═══ DATASET ENTRIES ═══

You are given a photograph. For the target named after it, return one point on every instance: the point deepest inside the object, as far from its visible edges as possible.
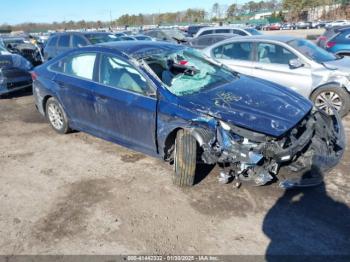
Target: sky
(19, 11)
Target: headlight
(225, 126)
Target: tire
(56, 116)
(340, 96)
(185, 159)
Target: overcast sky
(18, 11)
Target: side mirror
(295, 63)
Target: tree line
(218, 12)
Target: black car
(208, 40)
(62, 42)
(14, 72)
(23, 47)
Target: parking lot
(76, 194)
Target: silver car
(292, 62)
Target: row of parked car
(227, 104)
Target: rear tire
(185, 159)
(335, 95)
(56, 116)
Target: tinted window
(312, 51)
(53, 41)
(81, 65)
(253, 31)
(120, 74)
(223, 31)
(78, 41)
(64, 41)
(274, 54)
(239, 50)
(205, 41)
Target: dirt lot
(75, 194)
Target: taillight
(34, 75)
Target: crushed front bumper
(300, 158)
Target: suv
(328, 34)
(339, 43)
(227, 30)
(62, 42)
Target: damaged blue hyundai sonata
(174, 103)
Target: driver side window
(274, 54)
(117, 73)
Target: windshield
(100, 38)
(312, 51)
(13, 41)
(253, 31)
(187, 71)
(177, 34)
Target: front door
(75, 85)
(125, 108)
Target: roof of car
(79, 32)
(141, 48)
(279, 38)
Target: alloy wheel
(328, 100)
(55, 116)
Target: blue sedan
(14, 72)
(171, 102)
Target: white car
(338, 23)
(291, 62)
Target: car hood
(254, 104)
(340, 64)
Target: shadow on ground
(306, 221)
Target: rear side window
(81, 66)
(274, 54)
(64, 41)
(239, 51)
(78, 41)
(205, 41)
(52, 41)
(122, 75)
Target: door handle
(101, 99)
(61, 84)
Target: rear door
(63, 44)
(75, 85)
(272, 63)
(125, 104)
(236, 55)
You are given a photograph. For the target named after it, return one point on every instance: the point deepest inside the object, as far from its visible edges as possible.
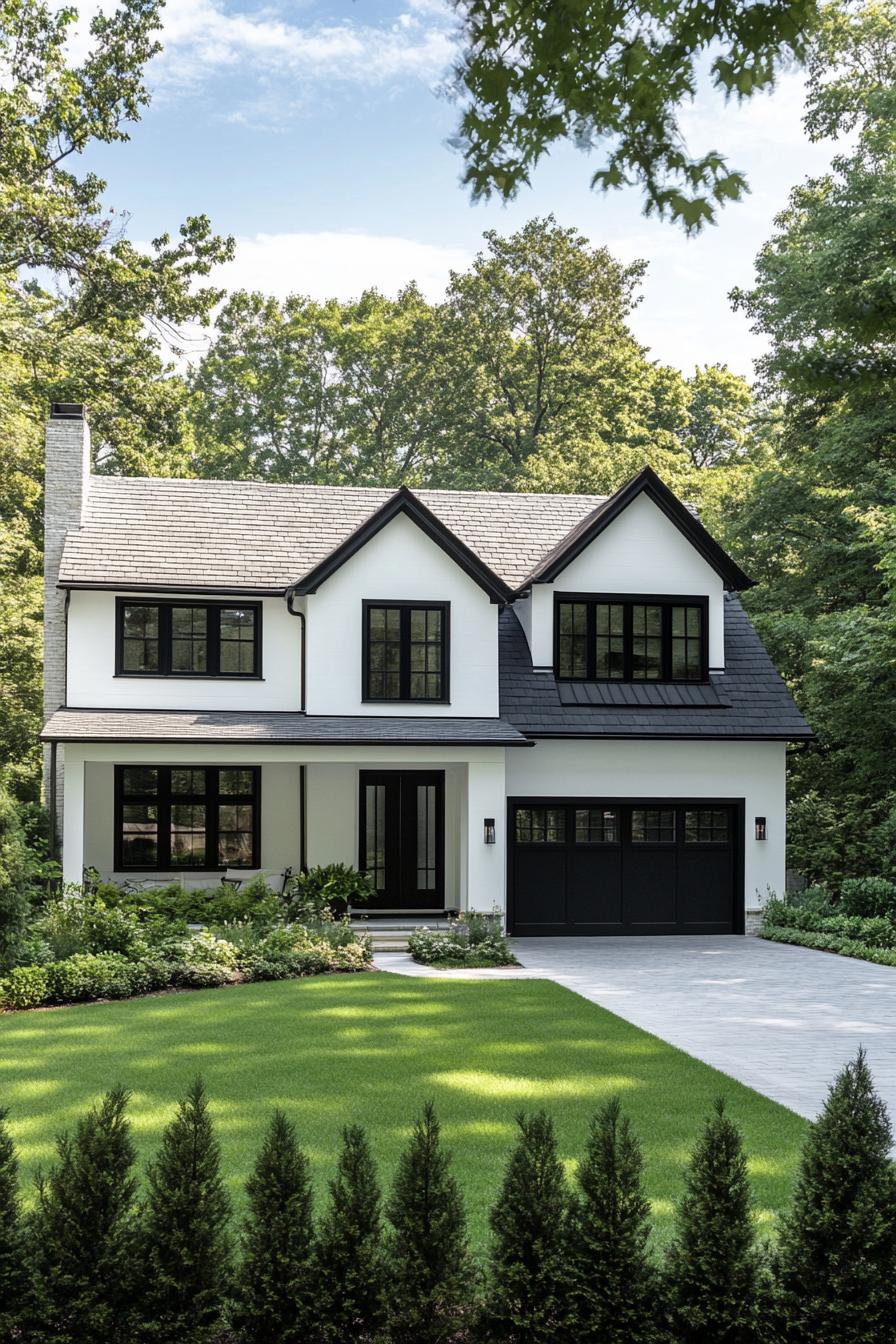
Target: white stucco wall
(641, 551)
(400, 562)
(92, 664)
(748, 770)
(473, 790)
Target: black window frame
(405, 606)
(628, 601)
(212, 636)
(164, 800)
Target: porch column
(485, 863)
(73, 816)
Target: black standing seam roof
(750, 698)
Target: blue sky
(312, 132)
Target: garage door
(606, 867)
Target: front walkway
(779, 1019)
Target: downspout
(302, 777)
(54, 842)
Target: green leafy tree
(609, 77)
(349, 1269)
(427, 1260)
(817, 530)
(712, 1269)
(186, 1246)
(613, 1282)
(836, 1274)
(528, 1280)
(14, 1264)
(276, 1297)
(82, 1233)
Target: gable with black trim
(645, 483)
(407, 504)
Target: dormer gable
(641, 555)
(646, 483)
(405, 503)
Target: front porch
(413, 816)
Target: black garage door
(606, 867)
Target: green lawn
(371, 1048)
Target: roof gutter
(302, 664)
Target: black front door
(402, 837)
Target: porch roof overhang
(277, 727)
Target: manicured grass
(371, 1048)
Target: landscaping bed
(106, 942)
(473, 940)
(856, 921)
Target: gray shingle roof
(751, 699)
(251, 535)
(231, 726)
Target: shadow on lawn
(371, 1048)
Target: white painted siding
(400, 563)
(641, 551)
(92, 664)
(748, 770)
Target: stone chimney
(66, 483)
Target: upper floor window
(187, 817)
(187, 639)
(622, 639)
(406, 651)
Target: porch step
(391, 934)
(388, 941)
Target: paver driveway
(779, 1019)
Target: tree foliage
(528, 1280)
(83, 1235)
(613, 77)
(427, 1260)
(712, 1270)
(818, 530)
(274, 1289)
(349, 1269)
(186, 1243)
(836, 1274)
(613, 1280)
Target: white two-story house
(551, 704)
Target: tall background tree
(820, 528)
(610, 75)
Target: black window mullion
(212, 799)
(212, 640)
(164, 639)
(164, 817)
(405, 652)
(591, 636)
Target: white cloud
(206, 38)
(339, 265)
(202, 38)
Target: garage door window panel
(540, 825)
(707, 825)
(652, 825)
(597, 825)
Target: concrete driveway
(779, 1019)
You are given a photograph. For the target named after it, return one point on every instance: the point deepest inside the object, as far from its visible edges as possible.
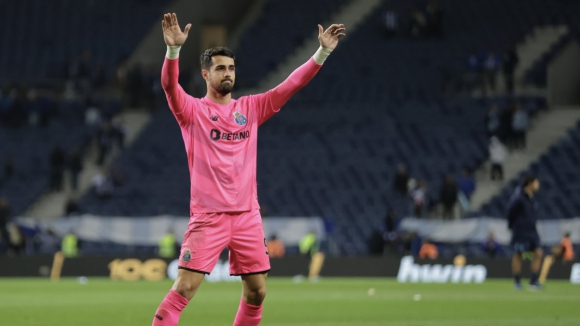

═══

STATED GOAL:
Please update the records above, replacing each "photograph" with "image" and leaving everything else unchanged. Omit the pictures from your answer.

SOLUTION:
You are given a image. For the target named after it, return one point on every instance: the point deepest inside the object, as far from its visible edges as possible.
Target: sky
(19, 11)
Target: headlight
(225, 126)
Target: tire
(56, 116)
(340, 96)
(185, 159)
Target: overcast sky
(18, 11)
Target: side mirror
(295, 63)
Target: tree line
(218, 12)
Target: black car
(208, 40)
(62, 42)
(14, 72)
(23, 47)
Target: parking lot
(76, 194)
Target: silver car
(292, 62)
Target: row of parked car
(227, 104)
Target: rear tire
(185, 159)
(335, 95)
(56, 116)
Target: tinted window
(312, 51)
(53, 41)
(81, 65)
(253, 31)
(120, 74)
(223, 31)
(78, 41)
(64, 41)
(274, 54)
(239, 50)
(205, 41)
Target: dirt lot
(75, 194)
Target: taillight
(34, 75)
Target: crushed front bumper
(300, 158)
Target: suv
(328, 34)
(339, 43)
(227, 30)
(62, 42)
Target: damaged blue hyundai sonata
(174, 103)
Target: driver side window
(274, 54)
(117, 73)
Target: windshield
(100, 38)
(312, 51)
(13, 41)
(253, 31)
(187, 71)
(177, 34)
Target: front door
(75, 85)
(125, 108)
Target: roof of car
(79, 32)
(141, 48)
(279, 38)
Target: alloy wheel
(328, 100)
(55, 116)
Target: blue sedan
(14, 72)
(171, 102)
Target: white car
(338, 23)
(291, 62)
Target: car hood
(254, 104)
(340, 64)
Target: shadow on ground
(306, 221)
Target: rear side window
(81, 66)
(274, 54)
(64, 41)
(239, 51)
(78, 41)
(205, 41)
(52, 41)
(122, 75)
Target: door handle
(101, 99)
(61, 84)
Target: rear door
(63, 44)
(75, 85)
(272, 63)
(125, 104)
(236, 55)
You are given a image. For the target named after it, return one point on every instance: the point deepest inside the object, as far from its visible edges as possible.
Target: white stucco wall
(641, 551)
(400, 562)
(92, 664)
(748, 770)
(473, 790)
Target: black window frame
(405, 606)
(628, 601)
(212, 636)
(164, 800)
Target: porch column
(485, 863)
(73, 816)
Target: black standing seam roof
(750, 698)
Target: blue sky
(312, 132)
Target: garage door
(606, 867)
Target: front walkway
(779, 1019)
Target: downspout
(302, 777)
(54, 842)
Target: green leafy tree
(609, 77)
(349, 1269)
(427, 1260)
(817, 530)
(712, 1269)
(186, 1246)
(613, 1282)
(836, 1274)
(528, 1280)
(14, 1264)
(276, 1297)
(82, 1233)
Target: gable with black trim
(645, 483)
(407, 504)
Target: dormer gable
(641, 555)
(646, 483)
(405, 503)
Target: front porch
(413, 816)
Target: black garage door
(606, 867)
Target: green lawn
(371, 1048)
Target: roof gutter
(302, 664)
Target: black front door
(402, 837)
Target: porch roof overhang
(277, 727)
Target: manicured grass
(371, 1048)
Target: landscaping bed
(106, 942)
(473, 940)
(856, 921)
Target: gray shingle roof
(751, 699)
(251, 535)
(231, 726)
Target: shadow on lawn
(371, 1048)
Target: white painted siding
(400, 563)
(641, 551)
(92, 664)
(748, 770)
Target: stone chimney
(66, 483)
Target: upper floor window
(187, 817)
(187, 639)
(622, 639)
(406, 651)
Target: porch step
(391, 934)
(388, 941)
Target: paver driveway
(779, 1019)
Target: tree foliage
(528, 1280)
(83, 1235)
(613, 77)
(427, 1260)
(712, 1270)
(818, 530)
(274, 1289)
(349, 1269)
(186, 1243)
(836, 1274)
(613, 1280)
Target: white two-story house
(551, 704)
Target: tall background tree
(820, 528)
(610, 75)
Target: black window mullion
(212, 799)
(212, 640)
(164, 639)
(164, 817)
(405, 652)
(591, 636)
Target: white cloud
(206, 38)
(339, 265)
(202, 38)
Target: garage door window panel
(540, 825)
(707, 825)
(652, 825)
(597, 825)
Target: concrete driveway
(779, 1019)
You are given a image. For the target named after it, return one point on every instance: the point deepest inside the object, as far from its visible edges as possible.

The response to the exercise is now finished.